BEGIN Material to process
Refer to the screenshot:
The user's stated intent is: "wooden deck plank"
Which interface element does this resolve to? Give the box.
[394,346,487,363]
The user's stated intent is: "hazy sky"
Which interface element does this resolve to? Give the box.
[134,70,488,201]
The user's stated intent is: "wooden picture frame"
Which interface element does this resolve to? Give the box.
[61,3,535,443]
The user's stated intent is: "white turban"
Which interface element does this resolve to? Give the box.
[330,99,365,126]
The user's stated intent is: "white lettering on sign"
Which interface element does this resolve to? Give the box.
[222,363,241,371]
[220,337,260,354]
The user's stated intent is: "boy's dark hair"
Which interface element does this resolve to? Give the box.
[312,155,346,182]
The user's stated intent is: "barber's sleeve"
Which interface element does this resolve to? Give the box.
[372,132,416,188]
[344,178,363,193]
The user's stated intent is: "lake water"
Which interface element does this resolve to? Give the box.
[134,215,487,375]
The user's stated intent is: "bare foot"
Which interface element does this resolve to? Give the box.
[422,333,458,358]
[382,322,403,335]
END Material to process
BEGIN Material to process
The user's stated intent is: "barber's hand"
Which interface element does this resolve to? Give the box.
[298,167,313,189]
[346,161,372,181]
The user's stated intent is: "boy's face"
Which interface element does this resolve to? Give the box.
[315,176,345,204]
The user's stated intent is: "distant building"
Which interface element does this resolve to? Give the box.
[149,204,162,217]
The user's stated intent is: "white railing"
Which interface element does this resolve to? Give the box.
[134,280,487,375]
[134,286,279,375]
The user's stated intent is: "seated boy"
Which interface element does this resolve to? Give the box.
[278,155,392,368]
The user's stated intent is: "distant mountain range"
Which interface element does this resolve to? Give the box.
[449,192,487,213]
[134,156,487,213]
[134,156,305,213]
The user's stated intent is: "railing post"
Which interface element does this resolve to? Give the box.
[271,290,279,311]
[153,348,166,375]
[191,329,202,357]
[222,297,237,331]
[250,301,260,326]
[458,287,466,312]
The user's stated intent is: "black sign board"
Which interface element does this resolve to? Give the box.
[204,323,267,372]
END Material to process
BEGIN Material to process
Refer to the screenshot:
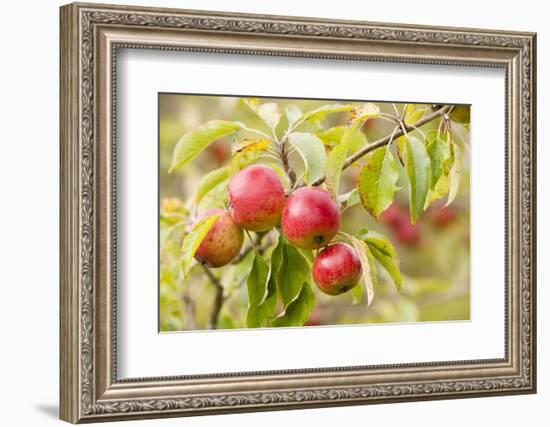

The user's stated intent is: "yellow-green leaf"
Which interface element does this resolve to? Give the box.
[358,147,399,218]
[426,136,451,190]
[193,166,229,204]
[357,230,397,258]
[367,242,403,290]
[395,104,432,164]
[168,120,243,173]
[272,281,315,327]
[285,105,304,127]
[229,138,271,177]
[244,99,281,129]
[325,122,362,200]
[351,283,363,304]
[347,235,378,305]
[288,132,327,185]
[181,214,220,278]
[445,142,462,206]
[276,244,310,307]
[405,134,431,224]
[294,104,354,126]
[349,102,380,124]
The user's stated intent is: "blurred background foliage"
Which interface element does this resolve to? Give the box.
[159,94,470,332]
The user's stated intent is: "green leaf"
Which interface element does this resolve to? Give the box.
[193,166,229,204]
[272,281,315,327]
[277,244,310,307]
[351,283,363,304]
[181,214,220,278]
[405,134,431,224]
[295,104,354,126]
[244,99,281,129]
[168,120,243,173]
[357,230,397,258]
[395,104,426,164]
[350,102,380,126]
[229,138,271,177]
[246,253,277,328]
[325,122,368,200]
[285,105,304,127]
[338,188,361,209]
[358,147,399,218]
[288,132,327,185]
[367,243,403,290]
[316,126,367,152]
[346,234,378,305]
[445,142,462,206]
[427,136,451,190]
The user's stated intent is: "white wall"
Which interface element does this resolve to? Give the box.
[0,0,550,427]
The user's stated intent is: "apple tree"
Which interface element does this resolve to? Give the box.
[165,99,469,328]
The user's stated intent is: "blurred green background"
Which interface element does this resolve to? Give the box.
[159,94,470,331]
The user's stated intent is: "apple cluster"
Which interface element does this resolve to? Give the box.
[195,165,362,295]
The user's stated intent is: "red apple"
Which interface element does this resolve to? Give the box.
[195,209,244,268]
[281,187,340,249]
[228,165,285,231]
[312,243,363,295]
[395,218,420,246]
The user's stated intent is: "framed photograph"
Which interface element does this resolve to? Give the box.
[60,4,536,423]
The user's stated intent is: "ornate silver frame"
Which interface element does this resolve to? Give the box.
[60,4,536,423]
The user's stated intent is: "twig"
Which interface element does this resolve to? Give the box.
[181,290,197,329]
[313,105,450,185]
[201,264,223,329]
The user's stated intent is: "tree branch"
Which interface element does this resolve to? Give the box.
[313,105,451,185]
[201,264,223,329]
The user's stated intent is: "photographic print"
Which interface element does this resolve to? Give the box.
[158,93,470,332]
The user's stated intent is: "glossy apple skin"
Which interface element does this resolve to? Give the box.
END Material to process
Task prompt: Locate every line of the records above that contains the word "green", matching case exactly, and copy each of those lines.

Solved exercise:
The user's stated intent is: "yellow-green leaf"
The user's stated intent is: "green leaf"
The user's stated intent is: "blurred green background"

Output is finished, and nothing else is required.